* **GIVEN REQUEST**
Show every line of the entries below that contains the string "tool", treating uppercase and lowercase as different.

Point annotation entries

==================================================

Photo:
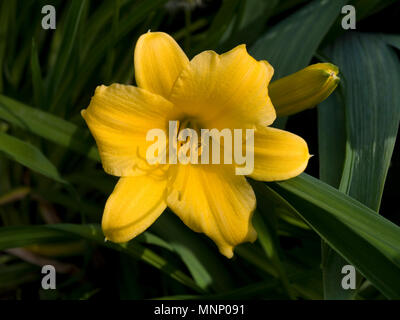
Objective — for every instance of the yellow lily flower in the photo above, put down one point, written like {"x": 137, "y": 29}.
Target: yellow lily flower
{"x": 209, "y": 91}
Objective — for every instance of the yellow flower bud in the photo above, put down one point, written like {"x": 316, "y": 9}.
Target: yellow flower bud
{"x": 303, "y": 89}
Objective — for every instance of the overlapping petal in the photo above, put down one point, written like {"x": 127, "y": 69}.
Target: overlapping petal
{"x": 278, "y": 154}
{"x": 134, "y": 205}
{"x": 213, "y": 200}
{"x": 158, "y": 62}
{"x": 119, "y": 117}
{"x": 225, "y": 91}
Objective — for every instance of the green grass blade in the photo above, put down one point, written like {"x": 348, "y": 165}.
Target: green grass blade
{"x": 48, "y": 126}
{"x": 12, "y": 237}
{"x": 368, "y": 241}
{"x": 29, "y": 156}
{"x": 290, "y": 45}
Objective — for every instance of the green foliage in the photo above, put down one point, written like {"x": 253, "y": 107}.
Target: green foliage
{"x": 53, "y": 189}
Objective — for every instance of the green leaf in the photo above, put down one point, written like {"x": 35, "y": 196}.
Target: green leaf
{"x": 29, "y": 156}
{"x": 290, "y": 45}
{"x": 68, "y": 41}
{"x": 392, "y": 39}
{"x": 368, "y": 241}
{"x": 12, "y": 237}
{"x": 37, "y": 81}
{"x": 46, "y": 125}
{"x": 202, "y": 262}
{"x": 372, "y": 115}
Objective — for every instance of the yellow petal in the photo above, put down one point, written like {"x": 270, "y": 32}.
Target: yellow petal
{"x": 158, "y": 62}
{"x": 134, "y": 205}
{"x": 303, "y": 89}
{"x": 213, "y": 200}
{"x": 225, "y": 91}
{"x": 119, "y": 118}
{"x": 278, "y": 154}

==================================================

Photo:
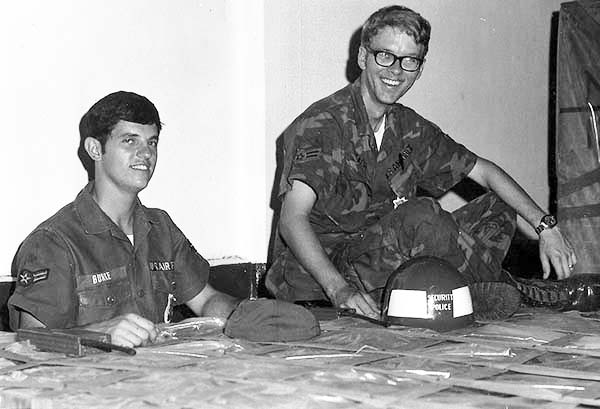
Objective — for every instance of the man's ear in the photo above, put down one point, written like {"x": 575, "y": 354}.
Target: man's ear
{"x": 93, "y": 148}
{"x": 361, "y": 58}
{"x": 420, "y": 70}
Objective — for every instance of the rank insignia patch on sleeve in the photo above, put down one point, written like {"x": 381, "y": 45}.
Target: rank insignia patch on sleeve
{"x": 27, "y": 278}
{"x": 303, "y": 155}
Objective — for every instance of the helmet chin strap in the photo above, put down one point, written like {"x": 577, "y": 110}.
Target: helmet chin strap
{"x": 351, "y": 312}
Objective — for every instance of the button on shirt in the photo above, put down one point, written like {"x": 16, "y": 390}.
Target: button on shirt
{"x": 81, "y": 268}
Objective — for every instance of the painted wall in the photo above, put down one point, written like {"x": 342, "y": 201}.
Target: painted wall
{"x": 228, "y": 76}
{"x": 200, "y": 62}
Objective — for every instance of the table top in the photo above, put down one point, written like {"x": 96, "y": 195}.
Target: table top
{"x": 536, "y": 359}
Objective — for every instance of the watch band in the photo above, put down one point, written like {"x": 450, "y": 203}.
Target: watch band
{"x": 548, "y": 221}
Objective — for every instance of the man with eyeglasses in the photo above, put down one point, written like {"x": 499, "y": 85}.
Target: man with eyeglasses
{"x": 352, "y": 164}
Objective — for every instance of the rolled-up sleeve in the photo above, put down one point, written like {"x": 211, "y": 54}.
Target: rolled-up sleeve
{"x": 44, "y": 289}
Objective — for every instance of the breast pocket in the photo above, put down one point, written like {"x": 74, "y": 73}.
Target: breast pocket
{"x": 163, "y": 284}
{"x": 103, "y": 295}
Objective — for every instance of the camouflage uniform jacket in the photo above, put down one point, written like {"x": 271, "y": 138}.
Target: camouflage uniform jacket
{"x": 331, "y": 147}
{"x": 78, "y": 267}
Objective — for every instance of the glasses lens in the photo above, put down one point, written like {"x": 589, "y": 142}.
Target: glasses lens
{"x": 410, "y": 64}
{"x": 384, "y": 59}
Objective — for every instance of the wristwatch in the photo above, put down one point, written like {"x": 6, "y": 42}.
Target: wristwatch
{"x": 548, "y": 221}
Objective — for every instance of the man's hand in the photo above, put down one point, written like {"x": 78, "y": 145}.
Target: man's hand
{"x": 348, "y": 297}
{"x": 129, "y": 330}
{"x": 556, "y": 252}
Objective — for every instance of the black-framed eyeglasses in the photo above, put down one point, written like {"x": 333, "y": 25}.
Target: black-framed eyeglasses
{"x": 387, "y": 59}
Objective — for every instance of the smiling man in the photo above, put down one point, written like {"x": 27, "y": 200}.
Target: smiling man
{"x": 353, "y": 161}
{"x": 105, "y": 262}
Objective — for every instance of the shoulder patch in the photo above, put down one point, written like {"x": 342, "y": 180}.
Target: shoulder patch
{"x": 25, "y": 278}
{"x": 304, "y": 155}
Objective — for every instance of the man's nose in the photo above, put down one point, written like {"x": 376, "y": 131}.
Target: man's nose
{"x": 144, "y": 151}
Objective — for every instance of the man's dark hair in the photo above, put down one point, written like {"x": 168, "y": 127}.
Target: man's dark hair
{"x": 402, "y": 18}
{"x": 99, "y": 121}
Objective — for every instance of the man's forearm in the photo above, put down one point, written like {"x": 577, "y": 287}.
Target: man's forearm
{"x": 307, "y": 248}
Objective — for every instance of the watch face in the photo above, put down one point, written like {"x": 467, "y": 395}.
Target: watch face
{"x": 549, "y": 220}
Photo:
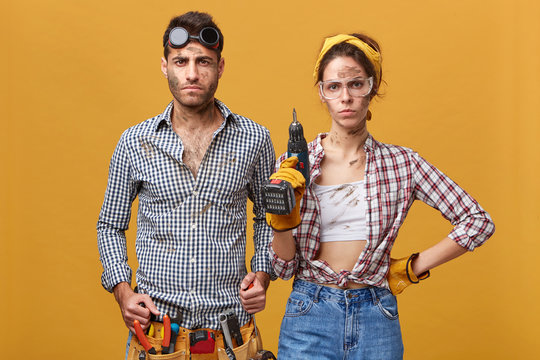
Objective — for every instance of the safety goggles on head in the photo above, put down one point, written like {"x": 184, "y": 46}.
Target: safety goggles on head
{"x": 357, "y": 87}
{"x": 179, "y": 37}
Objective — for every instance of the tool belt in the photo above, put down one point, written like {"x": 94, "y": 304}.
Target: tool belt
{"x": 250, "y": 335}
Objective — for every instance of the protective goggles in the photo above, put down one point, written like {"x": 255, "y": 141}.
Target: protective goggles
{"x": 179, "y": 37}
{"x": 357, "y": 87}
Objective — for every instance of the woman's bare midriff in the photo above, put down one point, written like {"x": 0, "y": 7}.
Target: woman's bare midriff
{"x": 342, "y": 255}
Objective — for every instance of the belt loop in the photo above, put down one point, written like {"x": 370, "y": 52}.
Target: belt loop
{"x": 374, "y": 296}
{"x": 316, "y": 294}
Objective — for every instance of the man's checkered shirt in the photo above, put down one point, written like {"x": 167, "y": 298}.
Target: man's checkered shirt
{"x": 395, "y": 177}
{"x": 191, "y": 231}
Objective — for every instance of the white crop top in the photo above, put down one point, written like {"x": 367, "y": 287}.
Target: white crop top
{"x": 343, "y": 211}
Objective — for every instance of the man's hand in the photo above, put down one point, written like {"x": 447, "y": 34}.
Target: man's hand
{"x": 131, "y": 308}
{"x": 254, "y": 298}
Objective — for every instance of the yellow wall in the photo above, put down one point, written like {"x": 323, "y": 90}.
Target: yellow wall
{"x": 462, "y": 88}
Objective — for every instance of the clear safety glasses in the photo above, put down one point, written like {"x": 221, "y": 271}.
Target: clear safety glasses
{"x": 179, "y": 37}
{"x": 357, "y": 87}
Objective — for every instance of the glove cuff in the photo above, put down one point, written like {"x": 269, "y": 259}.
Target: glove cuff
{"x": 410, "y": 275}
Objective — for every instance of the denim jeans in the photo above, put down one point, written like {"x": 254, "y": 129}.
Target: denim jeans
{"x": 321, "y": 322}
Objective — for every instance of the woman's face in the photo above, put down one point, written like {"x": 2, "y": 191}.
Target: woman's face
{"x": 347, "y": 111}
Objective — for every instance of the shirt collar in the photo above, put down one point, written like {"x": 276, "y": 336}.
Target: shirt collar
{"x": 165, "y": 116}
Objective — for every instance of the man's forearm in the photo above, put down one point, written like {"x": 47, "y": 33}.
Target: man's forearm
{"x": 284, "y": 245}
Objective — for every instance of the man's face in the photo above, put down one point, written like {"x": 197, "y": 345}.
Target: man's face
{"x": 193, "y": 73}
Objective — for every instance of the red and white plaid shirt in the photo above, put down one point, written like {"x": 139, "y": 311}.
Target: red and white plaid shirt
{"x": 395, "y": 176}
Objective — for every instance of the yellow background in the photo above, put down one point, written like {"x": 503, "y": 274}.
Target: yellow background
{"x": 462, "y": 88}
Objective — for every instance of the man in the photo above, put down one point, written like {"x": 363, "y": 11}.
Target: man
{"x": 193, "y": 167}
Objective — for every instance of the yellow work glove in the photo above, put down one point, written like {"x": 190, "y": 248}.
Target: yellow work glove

==================================================

* **ANSWER IN FULL**
Objective — for every instance of the tool belt in the photo above, put down one point, written like {"x": 94, "y": 304}.
Target: tool belt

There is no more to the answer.